THE EXERCISE: Rewrite each of the rows below, changing every occurrence of "written like the sample" to "formatted like the sample" and leaving all other text unchanged.

┏━━

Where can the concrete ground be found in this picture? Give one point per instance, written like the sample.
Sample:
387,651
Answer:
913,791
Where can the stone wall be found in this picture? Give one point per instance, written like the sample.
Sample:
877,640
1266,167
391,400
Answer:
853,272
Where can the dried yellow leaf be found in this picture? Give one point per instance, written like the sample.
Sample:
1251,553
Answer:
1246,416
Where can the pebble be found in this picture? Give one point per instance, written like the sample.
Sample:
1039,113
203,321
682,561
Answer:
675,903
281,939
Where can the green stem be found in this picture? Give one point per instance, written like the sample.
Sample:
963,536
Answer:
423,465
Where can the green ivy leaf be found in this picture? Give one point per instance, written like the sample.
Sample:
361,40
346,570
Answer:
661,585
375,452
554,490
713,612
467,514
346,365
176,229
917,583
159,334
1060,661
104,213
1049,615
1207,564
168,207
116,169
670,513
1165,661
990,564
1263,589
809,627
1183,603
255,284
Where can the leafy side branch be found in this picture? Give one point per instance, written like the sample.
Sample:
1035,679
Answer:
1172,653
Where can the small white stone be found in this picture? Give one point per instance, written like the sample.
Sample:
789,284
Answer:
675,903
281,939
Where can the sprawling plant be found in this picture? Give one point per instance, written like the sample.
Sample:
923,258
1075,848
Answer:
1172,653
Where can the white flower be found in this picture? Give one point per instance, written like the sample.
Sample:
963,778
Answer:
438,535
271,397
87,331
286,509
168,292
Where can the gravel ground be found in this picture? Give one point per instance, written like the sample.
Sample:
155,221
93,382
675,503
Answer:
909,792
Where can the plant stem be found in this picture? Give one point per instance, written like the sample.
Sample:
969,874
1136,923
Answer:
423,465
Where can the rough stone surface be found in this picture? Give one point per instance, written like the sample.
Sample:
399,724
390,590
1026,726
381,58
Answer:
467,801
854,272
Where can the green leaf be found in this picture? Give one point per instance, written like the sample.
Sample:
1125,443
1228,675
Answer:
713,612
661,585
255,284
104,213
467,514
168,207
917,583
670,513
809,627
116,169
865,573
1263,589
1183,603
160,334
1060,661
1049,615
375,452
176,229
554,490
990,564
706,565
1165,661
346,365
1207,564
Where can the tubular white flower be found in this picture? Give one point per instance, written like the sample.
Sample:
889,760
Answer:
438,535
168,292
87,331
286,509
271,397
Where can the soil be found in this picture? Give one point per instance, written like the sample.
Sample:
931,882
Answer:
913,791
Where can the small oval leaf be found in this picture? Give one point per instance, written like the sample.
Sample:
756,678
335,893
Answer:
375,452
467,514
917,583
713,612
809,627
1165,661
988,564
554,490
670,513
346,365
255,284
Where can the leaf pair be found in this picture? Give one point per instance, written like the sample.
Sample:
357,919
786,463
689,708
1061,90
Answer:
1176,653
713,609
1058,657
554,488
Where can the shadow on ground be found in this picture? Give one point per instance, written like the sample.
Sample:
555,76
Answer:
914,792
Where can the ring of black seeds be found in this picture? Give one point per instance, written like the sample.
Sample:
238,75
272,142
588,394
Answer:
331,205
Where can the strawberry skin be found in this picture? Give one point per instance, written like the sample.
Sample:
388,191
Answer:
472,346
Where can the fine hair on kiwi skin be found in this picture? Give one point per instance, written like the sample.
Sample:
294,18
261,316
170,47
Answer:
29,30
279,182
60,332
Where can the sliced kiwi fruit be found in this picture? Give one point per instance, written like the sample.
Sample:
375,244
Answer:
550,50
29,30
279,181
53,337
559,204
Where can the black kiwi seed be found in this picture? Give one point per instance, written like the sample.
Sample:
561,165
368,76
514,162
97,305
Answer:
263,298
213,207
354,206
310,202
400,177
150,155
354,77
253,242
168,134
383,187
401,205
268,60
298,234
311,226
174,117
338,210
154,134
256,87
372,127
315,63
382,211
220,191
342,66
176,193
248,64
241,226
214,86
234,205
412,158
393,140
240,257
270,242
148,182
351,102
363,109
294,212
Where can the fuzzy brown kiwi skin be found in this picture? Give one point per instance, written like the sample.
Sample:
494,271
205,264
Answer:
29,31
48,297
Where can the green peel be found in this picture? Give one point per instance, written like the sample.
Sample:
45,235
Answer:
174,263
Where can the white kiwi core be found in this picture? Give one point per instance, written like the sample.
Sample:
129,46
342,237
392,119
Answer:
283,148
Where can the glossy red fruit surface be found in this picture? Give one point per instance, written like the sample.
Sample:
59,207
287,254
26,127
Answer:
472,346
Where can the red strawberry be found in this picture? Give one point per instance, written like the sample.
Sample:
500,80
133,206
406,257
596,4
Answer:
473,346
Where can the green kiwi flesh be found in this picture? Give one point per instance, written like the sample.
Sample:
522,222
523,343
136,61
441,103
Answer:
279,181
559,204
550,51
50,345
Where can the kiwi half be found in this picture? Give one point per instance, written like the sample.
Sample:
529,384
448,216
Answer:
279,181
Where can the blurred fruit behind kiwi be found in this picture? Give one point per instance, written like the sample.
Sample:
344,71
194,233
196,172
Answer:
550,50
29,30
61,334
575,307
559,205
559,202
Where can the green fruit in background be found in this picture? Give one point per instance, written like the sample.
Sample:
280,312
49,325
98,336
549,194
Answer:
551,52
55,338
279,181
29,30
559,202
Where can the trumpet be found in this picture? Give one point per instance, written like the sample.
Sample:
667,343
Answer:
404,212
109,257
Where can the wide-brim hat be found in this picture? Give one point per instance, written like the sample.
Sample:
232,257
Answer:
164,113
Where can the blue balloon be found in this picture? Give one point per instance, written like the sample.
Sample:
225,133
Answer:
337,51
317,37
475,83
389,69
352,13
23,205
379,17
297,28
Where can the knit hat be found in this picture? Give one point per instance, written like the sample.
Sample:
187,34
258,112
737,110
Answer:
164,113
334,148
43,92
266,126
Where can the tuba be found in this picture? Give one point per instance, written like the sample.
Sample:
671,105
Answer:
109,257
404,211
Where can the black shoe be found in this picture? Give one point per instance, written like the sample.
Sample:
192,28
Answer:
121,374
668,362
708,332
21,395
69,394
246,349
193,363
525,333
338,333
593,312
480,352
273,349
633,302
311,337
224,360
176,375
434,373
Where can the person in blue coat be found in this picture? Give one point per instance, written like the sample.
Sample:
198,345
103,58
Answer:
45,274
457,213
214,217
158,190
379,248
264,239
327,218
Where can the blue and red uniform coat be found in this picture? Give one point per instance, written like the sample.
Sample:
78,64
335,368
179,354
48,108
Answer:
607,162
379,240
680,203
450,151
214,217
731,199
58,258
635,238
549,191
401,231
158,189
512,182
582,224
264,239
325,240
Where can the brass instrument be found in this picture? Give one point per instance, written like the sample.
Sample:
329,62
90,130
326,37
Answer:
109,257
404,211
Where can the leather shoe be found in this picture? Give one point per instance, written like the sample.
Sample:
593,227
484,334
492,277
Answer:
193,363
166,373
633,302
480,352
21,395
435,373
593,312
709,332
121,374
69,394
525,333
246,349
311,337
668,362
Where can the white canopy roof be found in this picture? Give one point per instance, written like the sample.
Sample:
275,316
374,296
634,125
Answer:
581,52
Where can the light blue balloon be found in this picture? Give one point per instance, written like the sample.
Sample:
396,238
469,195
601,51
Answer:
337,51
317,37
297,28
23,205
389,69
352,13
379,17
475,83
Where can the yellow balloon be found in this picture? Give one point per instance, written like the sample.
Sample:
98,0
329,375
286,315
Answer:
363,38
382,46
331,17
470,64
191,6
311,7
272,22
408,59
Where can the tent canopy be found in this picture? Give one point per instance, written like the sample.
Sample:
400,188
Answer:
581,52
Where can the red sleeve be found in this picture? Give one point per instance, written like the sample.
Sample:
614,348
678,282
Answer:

┗━━

ANSWER FOR THIS EXERCISE:
Where can the concrete ground be found in this picture? Give one point per instance, formatted like the sample.
Sample:
387,651
Answer:
913,791
Where can the stone wall be found in this picture? Give one point per instance, formatted like the sample.
Sample:
877,640
1266,167
391,400
Answer:
853,272
Where can the dried yellow leaf be found in this picture? Give one point per instance, formatted like the sample.
Sample:
1251,553
Answer:
1246,416
Where can the pebble be found in this picture? Give one point per instance, formatted like the sample.
Sample:
1039,113
203,321
682,561
Answer:
675,903
281,939
Where can the green stem be found in this picture? Give one point per instance, formatted like the sample.
Sample:
963,536
Answer:
423,465
Where can the green ivy leaf be found in this picture? Give one point per instance, formatted like the sample.
Sample:
361,40
346,570
Answer:
661,585
375,452
554,490
713,612
467,514
346,365
176,229
917,583
159,334
1060,661
104,213
1049,615
1207,564
168,207
116,169
670,513
1165,661
990,564
1263,589
809,627
1183,603
255,284
Where can the leafy side branch be found in this picture? Give one point per instance, formatted like the sample.
Sample:
1035,679
Answer:
1172,653
Where can the small white stone be found in this picture? Give one point per instance, formatted like the sample.
Sample:
789,284
Answer:
675,903
281,939
Where can the sprawling plant be found in this picture? Give one point per instance, formatted like the sample.
Sample:
923,258
1075,848
Answer:
1172,653
Where can the white flower be found in this picture? Give one point per instance, formatted like the sample.
Sample:
963,778
Answer:
438,535
271,397
87,331
286,509
168,292
Where can the gravel ground be found in this picture? Give one point per instance, formatted like the sample.
Sample:
155,221
93,382
675,503
Answer:
909,792
Where can the plant stem be found in this picture? Give one point per instance, formatted like the sample.
Sample:
969,874
1136,923
Answer:
423,465
Where can the rough stone surface be found in this picture? Give one point per instance, formatted like the sample.
Sample:
399,724
390,590
1026,726
381,58
Answer:
467,801
854,272
Where can the green leaf be found in this picture? Give one point per instance, formatted like the sample.
Sample:
1125,443
1228,675
Answer:
713,612
661,585
255,284
104,213
467,514
168,207
917,583
670,513
809,627
116,169
865,573
1263,589
1183,603
160,334
1060,661
1049,615
375,452
176,229
554,490
990,564
706,565
1165,661
346,365
1207,564
Where can the tubular white flower be found in this picture? Give one point per instance, formatted like the sample.
Sample:
889,760
Answer:
438,535
168,292
87,331
286,509
271,397
Where can the soil be found in this picture? Give one point per instance, formatted like the sample.
Sample:
931,882
Answer:
913,791
Where can the small oval leaf be found in this picture? Give one point per instance, formatted like the sample.
Sample:
756,678
335,893
Answer:
375,452
467,514
917,583
713,612
809,627
1165,661
988,564
554,490
670,513
346,365
255,284
Where can the leaf pair be found in this picture? Give one point per instance, formatted like the sample.
Sample:
357,919
786,463
689,708
1061,90
Answer:
1176,653
713,609
1058,657
554,488
Where can the shadow on ground be found in this picture? Give one point per instance, formatted like the sample.
Sample:
555,76
Answer:
914,792
Where can the ring of black seeds be found in this picture? Give one point per instance, formatted like the sample.
Sample:
238,75
272,142
588,394
Answer:
331,205
Where can the strawberry skin be found in this picture? Give one point per instance, formatted like the sample.
Sample:
388,191
Answer:
472,346
Where can the fine hair on kiwi skin be found in this picture? Give one point per instance, formatted like the sample.
Sample:
294,18
261,316
170,47
Answer:
29,30
279,182
60,332
Where can the sliced kiwi fruit be found in this picture? Give one point per instance, formatted like the sample.
Sample:
375,244
Answer:
550,50
29,30
279,181
53,337
559,204
Where can the black kiwi seed be found in this picture? Give one point per instance, formatted like the sample.
Sample:
561,165
368,76
514,162
97,305
Answer:
263,298
213,207
354,206
310,202
400,177
150,155
354,77
253,242
168,134
383,187
401,205
268,60
298,234
311,226
174,117
338,210
154,134
256,87
372,127
315,63
382,211
220,191
342,66
176,193
248,64
241,226
214,86
234,205
412,158
393,140
240,257
270,242
148,182
351,102
363,109
294,212
Where can the fuzzy brown kiwi skin be found in this picture? Give one point per instance, formatted like the sample.
Sample:
494,271
205,264
Answer:
29,31
48,297
Where can the green peel be found in this picture? Give one point per instance, formatted like the sample.
Sample:
45,235
Answer:
174,263
Where can the white kiwi core be found in this picture? Give one point per instance, formatted like the sample.
Sample:
129,46
342,237
392,119
Answer:
283,148
Where can the glossy red fruit surface be found in this picture? Give one point per instance, formatted like the sample.
Sample:
59,207
287,254
26,127
Answer:
472,346
Where can the red strawberry be found in this picture? Give one point per instance, formatted like the sample.
Sample:
500,80
133,206
406,257
596,4
Answer:
473,346
Where can the green kiwi flesh be found in this picture? Give one point per instance, formatted like the sample.
Sample:
522,222
523,343
136,61
441,103
Answer:
279,181
559,204
550,51
50,345
Where can the kiwi half be found in this picture? Give one point per instance, formatted like the sample.
Sample:
529,384
448,216
Answer:
279,181
Where can the blurred fruit behind kiwi be found in this picture? Give one point per instance, formatted like the sample.
Sample:
344,71
194,233
196,172
Answer:
550,50
29,30
61,334
575,307
559,205
559,202
Where can the green fruit in background be found in this picture? Give one point per instance, formatted like the sample.
Sample:
280,312
49,325
98,336
549,194
Answer:
551,52
55,338
279,181
29,30
559,202
Where can the trumpet be found in this picture? Give one point per instance, formatted like the sample.
Sample:
667,343
Answer:
404,212
109,257
Where can the wide-brim hat be found in this picture? Give one point per instance, formatted like the sample.
Sample:
232,257
Answer:
164,113
Where can the blue balloon be found in this picture? Give one point per instance, formatted like the sample.
Sample:
225,133
Answer:
337,51
317,37
475,83
389,69
352,13
23,205
379,17
297,28
Where can the knit hat be found in this picture? Give one point per instance, formatted like the sample.
Sample:
187,34
258,112
737,110
Answer:
164,113
334,148
43,92
266,126
Where can the tuba be found in this picture? Give one point per instance, formatted like the sample.
Sample:
671,105
Answer:
109,257
404,211
Where can the black shoe be found in this picture? Give one point per instance, formatted like the sample.
Sample:
192,28
Answer:
121,374
668,362
708,332
21,395
69,394
246,349
193,363
525,333
338,333
593,312
480,352
273,349
633,302
311,337
224,360
176,375
434,373
Where can the person in blue coat be found in this picture? Give one point per instance, formatted like the sample.
Sample:
198,345
103,58
Answer:
45,274
457,213
214,217
158,190
379,248
264,239
327,218
Where can the blue and red uniform coat be found in this picture? Give one point per instance, formatted like the sample.
Sample:
78,64
335,368
179,354
48,108
Answer:
607,162
379,240
680,203
450,151
214,217
731,199
58,258
635,238
549,191
401,231
158,189
512,182
582,224
264,239
325,240
Where can the brass instrument be found in this picture? Give one point per instance, formatted like the sample.
Sample:
329,62
90,130
326,37
Answer:
109,257
404,211
Where can the leather shoe be found in this picture? Give one point per instance, formatted like the sample.
Sample:
593,227
484,334
492,277
Answer:
193,363
166,373
633,302
480,352
21,395
435,373
593,312
709,332
121,374
69,394
525,333
246,349
311,337
668,362
Where can the white canopy roof be found in this picture? Give one point per instance, formatted like the sample.
Sample:
275,316
374,296
634,125
Answer:
581,52
Where can the light blue balloon be found in this picture? Give one point per instance, formatted like the sample.
Sample:
396,238
469,195
601,51
Answer:
337,51
317,37
297,28
23,205
389,69
352,13
379,17
475,83
Where can the yellow balloon be found in this picture? Give one point per instance, formatted like the sample.
Sample:
98,0
329,375
286,315
Answer:
363,38
382,46
331,17
470,64
191,6
311,7
272,22
408,59
Where can the tent canopy be found in this picture? Give one point per instance, formatted like the sample.
Sample:
400,188
Answer:
581,52
Where can the red sleeve be found in this picture? Give one point per instance, formatted like the sample.
Sample:
614,348
678,282
Answer:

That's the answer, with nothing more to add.